--- Problem to work on ---
Rewrite the listing from the line containing "Where can the wooden post" through the end of the listing, replacing "wooden post" with "timber post" and leaving everything else unchanged.
☆ ☆ ☆ ☆ ☆
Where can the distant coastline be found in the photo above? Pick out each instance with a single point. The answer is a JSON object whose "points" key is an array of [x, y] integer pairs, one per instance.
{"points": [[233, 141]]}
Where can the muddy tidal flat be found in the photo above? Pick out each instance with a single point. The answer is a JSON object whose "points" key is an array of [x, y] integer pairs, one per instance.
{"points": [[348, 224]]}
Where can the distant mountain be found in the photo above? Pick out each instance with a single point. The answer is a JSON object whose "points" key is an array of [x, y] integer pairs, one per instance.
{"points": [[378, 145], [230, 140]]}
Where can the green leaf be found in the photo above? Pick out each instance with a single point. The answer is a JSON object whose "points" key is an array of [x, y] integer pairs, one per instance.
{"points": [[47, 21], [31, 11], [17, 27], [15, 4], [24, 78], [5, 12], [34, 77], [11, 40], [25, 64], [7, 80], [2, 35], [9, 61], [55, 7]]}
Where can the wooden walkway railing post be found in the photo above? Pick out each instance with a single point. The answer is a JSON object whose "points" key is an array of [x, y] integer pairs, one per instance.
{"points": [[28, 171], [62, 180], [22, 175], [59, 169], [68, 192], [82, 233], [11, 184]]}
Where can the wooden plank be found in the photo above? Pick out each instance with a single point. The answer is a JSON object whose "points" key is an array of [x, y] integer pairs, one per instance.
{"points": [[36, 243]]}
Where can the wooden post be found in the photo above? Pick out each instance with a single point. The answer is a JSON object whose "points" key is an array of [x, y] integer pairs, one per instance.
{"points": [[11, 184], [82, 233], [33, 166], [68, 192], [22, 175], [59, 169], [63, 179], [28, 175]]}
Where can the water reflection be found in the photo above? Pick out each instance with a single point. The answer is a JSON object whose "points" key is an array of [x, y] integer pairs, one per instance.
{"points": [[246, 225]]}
☆ ☆ ☆ ☆ ☆
--- Response to this task ---
Where can the timber post be found in the photo above? Pick out each instance with a single point. The answer is a JSON object whose "points" key is an array of [x, y] integer pairs, one per instance.
{"points": [[11, 184], [82, 233], [33, 166], [68, 192], [22, 175], [59, 169], [63, 179], [28, 175]]}
Where can the water reflection be found in the photo above? Pick out each instance with a single point. The answer is a JSON object whose "points" key is an array of [x, y] integer pairs, one per instance.
{"points": [[246, 225]]}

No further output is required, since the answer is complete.